MATERIAL FOR THIS TASK -
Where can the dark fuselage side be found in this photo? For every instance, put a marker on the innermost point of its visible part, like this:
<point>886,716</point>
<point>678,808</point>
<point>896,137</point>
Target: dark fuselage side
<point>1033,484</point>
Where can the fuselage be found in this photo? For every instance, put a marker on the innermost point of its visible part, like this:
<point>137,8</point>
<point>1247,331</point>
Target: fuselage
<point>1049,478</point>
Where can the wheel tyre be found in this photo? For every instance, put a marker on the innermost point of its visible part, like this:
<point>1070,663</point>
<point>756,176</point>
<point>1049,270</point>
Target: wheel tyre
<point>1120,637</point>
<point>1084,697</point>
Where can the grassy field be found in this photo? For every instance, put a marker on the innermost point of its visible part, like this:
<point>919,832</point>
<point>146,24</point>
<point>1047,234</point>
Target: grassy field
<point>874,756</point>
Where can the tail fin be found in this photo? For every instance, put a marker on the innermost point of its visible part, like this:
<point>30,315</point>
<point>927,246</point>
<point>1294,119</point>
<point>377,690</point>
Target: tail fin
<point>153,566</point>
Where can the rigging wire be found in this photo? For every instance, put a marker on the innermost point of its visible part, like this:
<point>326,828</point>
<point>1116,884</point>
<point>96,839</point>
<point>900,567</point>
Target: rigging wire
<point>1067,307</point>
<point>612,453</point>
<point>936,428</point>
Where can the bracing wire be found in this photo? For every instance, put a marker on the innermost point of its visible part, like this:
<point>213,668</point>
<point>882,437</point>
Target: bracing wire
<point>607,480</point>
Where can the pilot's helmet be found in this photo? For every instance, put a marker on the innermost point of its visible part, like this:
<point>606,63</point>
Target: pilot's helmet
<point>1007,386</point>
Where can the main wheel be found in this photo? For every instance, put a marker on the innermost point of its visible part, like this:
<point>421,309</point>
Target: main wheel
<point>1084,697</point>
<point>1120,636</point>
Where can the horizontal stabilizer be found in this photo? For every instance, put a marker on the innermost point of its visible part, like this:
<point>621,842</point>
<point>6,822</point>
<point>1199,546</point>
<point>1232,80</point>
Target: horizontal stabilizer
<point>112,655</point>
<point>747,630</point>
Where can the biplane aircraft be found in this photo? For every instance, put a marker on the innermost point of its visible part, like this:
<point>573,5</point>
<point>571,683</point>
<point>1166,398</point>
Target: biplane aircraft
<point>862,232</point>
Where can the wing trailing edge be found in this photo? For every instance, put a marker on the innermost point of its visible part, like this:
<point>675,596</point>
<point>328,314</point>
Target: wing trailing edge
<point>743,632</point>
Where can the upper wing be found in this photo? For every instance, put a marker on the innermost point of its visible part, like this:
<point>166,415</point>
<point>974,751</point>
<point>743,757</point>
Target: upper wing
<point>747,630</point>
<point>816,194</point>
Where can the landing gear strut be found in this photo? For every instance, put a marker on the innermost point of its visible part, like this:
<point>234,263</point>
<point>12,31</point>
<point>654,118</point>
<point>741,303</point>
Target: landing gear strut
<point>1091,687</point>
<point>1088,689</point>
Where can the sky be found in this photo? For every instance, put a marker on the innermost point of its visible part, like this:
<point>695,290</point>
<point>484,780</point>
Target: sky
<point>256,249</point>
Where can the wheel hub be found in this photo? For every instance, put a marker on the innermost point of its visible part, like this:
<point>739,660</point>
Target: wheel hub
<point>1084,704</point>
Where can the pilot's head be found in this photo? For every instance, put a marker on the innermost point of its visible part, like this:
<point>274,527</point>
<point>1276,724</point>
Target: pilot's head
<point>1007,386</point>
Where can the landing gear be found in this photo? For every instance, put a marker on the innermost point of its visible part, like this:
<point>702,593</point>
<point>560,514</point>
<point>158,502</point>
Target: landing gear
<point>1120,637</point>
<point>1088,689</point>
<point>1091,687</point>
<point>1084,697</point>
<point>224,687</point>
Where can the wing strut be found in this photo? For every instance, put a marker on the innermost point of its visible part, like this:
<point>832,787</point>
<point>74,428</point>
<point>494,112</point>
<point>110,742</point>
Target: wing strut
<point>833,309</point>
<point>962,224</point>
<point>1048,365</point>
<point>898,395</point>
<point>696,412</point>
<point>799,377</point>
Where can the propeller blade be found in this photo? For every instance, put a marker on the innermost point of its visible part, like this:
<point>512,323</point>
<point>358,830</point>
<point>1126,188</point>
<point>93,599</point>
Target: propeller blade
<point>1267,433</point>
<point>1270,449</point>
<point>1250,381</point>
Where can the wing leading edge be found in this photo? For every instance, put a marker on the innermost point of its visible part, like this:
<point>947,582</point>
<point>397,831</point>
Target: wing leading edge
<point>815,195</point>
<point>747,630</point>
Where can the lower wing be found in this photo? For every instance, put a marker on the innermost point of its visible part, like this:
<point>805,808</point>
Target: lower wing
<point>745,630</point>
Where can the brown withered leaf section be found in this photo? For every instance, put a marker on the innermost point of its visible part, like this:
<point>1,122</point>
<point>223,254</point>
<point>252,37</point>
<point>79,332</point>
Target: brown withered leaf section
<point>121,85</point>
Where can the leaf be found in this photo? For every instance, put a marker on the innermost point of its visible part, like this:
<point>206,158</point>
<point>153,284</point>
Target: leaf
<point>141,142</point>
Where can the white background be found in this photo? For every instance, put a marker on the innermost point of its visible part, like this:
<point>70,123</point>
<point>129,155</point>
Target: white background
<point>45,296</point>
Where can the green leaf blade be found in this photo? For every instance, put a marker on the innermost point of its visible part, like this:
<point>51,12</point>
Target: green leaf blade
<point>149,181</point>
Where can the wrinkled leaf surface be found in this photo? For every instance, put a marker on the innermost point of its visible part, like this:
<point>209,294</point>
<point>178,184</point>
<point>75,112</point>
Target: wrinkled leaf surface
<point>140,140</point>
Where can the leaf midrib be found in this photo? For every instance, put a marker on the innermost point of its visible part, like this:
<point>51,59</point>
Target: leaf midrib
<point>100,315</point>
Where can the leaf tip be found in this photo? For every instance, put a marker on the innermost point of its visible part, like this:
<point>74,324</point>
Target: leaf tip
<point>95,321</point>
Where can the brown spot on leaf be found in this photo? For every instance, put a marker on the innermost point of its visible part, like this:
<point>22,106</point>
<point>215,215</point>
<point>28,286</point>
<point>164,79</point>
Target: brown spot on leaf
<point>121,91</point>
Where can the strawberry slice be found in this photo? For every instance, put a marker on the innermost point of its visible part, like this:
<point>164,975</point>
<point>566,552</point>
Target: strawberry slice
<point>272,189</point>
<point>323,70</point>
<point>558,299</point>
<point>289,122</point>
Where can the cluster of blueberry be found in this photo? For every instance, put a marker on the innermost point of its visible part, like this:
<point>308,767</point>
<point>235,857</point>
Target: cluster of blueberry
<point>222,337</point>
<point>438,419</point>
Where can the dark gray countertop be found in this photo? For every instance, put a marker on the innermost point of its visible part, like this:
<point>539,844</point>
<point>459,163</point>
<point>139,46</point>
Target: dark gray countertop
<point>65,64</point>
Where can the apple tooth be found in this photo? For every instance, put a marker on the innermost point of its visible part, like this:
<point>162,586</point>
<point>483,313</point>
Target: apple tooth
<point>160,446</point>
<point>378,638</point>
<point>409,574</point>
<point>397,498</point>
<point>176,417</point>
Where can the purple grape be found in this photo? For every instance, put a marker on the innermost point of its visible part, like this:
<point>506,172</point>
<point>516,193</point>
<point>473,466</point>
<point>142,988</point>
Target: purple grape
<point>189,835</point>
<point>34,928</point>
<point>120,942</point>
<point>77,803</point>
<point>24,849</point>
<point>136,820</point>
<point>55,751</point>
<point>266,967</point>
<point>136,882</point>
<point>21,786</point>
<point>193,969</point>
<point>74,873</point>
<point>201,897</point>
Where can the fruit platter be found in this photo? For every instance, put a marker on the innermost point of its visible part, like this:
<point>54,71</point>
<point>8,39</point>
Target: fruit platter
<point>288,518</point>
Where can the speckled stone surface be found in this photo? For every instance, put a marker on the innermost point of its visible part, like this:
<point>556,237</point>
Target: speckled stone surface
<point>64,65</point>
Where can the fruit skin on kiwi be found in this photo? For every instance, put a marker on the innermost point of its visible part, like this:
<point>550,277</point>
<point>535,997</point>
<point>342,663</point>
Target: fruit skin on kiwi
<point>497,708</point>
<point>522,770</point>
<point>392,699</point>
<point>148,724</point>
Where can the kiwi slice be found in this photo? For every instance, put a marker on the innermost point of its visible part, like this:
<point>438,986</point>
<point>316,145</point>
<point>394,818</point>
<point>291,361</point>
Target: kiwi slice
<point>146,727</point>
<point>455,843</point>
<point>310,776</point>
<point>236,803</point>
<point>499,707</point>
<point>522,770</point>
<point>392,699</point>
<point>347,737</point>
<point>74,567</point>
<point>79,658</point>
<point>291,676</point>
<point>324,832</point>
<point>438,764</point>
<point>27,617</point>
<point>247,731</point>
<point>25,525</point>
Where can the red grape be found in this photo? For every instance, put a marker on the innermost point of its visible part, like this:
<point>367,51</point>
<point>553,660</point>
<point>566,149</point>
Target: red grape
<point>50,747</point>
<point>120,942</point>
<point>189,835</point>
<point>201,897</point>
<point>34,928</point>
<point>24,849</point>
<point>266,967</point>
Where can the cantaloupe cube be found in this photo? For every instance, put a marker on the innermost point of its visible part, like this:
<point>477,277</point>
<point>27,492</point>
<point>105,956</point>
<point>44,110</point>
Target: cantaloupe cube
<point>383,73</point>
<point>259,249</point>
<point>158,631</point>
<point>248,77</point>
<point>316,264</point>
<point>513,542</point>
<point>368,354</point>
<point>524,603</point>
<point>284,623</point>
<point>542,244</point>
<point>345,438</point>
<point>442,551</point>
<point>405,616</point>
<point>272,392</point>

WRITTEN INSTRUCTION - Copy out the material again word for word, from the line with "Where can the white" up to and including the line with "<point>100,315</point>".

RESULT BELOW -
Where can the white background be found in this photo? For every instance, put a marker on the innermost point of its visible part, like this:
<point>70,123</point>
<point>129,155</point>
Target: white background
<point>45,296</point>
Where can the green leaf blade be found in this photo? For every instance, put a marker on the innermost point of its visible part, like this:
<point>51,12</point>
Target: green leaf blade
<point>149,181</point>
Where can the wrinkled leaf surface be found in this photo? For every instance, put a marker on the innermost point of its visible part, like this:
<point>209,294</point>
<point>178,184</point>
<point>75,112</point>
Target: wrinkled leaf surface
<point>140,140</point>
Where can the leaf midrib be found in this photo? For every instance, put a marker on the innermost point of its visible part, like this:
<point>51,59</point>
Target: leaf midrib
<point>100,315</point>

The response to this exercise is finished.